**ACTION ITEM**
Send back the entries exactly as they were given.
%%
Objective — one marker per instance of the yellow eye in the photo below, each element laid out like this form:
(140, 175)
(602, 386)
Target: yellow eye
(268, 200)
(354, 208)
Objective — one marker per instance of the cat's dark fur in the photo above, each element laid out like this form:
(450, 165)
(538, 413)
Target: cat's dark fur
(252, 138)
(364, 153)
%%
**ANSWER FOR THE TASK**
Objective — one marker per instance of the yellow eye in the photo below, each element laid out like this form:
(140, 175)
(602, 386)
Target: yellow eye
(268, 200)
(354, 208)
Objective — one marker per instance of the cat's dark fur in the photo above, each element laid out like this form:
(450, 165)
(538, 413)
Target: cat's dark fur
(252, 138)
(364, 153)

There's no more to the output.